[Dataset rows showing where objects appear]
= = = = = = =

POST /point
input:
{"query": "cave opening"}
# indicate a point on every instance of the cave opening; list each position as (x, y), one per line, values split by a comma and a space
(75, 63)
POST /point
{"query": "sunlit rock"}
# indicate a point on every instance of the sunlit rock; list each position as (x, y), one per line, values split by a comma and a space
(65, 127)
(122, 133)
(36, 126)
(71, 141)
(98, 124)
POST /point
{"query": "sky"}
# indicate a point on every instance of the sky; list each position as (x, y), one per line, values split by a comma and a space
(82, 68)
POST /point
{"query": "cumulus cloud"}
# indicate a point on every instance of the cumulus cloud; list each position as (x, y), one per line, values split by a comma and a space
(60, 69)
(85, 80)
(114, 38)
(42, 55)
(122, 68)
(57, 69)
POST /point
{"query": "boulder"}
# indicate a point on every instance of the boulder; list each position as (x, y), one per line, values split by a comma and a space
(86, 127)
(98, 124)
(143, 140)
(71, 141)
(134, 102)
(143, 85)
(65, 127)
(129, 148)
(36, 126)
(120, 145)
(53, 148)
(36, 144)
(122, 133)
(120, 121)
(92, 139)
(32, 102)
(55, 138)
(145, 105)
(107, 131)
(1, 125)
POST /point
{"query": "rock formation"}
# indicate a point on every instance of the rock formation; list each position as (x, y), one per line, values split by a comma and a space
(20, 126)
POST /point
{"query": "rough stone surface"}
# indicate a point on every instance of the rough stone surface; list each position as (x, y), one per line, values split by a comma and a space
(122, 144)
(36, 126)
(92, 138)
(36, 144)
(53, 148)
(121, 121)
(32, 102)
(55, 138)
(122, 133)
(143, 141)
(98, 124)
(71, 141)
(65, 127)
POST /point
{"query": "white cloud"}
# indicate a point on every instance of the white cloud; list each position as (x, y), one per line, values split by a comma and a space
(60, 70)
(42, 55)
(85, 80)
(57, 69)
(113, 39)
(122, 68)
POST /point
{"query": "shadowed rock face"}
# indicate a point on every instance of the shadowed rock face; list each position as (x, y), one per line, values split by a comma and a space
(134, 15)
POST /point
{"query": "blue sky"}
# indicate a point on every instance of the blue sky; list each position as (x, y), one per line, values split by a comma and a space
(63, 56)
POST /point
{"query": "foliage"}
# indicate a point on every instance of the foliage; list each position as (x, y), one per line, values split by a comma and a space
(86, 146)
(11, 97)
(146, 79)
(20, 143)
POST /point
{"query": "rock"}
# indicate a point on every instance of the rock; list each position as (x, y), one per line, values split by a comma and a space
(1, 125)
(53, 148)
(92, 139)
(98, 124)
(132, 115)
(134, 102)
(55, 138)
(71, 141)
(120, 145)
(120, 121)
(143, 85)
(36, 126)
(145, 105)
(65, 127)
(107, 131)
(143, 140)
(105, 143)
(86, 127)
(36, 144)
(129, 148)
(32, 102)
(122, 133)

= = = = = = =

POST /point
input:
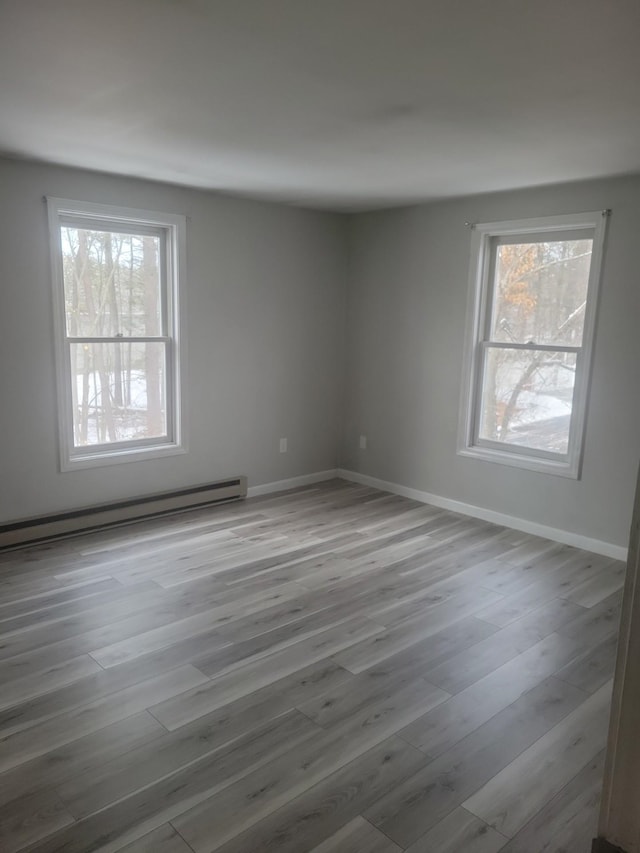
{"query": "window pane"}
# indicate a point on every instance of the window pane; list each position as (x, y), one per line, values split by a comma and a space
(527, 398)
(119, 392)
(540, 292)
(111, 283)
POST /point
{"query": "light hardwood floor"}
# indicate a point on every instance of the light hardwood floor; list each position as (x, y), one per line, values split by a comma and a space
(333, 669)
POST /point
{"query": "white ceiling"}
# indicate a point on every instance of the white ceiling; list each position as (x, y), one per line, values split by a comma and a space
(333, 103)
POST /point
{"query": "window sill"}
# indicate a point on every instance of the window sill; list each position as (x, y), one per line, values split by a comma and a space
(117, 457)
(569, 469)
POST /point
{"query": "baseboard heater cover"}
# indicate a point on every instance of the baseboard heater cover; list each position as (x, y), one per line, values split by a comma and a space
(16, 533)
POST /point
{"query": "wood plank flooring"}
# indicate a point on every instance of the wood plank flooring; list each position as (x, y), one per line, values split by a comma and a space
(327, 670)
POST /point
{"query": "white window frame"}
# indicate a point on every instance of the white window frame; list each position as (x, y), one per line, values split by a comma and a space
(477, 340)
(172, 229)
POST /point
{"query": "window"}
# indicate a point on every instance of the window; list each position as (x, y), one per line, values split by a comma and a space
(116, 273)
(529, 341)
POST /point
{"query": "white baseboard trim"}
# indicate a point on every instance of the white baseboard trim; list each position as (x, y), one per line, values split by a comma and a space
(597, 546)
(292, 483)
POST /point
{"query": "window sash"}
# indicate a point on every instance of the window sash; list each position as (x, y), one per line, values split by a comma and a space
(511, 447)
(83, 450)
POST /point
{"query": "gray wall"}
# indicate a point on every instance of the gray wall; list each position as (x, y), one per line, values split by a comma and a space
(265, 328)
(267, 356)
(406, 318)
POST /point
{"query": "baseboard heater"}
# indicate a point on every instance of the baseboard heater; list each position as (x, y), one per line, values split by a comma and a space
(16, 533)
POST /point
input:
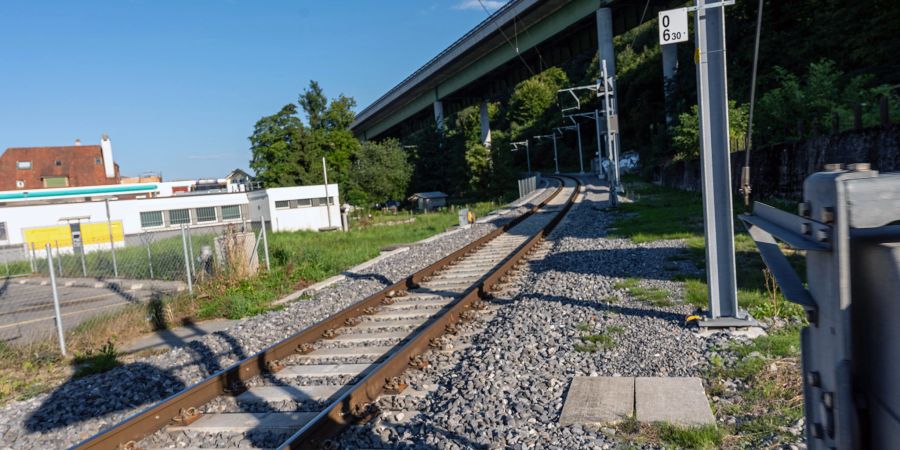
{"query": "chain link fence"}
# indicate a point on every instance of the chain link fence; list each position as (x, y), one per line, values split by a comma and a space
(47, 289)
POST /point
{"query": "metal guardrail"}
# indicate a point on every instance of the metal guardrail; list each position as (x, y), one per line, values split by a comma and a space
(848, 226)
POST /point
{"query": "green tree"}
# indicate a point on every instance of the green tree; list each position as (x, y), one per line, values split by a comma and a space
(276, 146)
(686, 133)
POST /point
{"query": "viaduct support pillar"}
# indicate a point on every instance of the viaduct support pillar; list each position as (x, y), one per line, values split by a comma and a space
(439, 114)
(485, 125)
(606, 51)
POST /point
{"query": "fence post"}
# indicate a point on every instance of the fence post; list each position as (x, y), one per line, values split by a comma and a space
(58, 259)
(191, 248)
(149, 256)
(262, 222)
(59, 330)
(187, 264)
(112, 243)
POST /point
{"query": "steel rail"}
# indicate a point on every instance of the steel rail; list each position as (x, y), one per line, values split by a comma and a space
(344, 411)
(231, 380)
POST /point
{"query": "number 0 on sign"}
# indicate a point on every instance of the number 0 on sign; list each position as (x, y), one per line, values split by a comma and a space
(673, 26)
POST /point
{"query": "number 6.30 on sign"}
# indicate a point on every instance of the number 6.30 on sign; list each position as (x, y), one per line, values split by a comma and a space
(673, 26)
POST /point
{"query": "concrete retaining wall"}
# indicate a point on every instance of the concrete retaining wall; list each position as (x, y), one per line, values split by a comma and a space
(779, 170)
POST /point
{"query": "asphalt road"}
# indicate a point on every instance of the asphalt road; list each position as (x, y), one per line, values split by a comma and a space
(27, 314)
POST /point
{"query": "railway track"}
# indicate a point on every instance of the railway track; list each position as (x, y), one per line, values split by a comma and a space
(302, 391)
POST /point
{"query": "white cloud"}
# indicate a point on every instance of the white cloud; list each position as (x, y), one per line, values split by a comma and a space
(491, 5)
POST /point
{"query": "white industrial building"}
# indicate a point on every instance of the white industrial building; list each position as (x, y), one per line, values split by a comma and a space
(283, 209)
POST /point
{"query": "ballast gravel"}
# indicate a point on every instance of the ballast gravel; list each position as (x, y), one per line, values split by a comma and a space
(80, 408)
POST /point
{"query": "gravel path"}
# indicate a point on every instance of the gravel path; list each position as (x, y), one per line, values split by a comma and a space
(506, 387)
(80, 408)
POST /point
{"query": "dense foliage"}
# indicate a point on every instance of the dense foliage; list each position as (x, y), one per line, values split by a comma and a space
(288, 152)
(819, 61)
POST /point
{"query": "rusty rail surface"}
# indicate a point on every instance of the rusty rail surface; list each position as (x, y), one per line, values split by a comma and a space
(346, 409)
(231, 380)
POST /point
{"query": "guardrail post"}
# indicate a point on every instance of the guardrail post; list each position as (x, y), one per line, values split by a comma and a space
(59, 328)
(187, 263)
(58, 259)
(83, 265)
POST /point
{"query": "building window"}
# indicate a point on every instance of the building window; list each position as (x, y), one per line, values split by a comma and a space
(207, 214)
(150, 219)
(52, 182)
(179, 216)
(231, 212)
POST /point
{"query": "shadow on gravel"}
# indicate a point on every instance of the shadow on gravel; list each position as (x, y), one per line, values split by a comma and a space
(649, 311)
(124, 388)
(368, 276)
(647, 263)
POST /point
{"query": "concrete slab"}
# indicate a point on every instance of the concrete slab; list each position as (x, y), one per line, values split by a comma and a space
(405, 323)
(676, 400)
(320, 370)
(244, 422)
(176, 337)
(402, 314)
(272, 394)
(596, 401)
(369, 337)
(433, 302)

= = = = = = =

Gather every line of the records above that contains the string "boulder", matching case exactly.

▶ FINISHED ANSWER:
{"query": "boulder"}
# indicate a point on every instance of the boulder; list each position as (x, y), one per line, values split by a comma and a space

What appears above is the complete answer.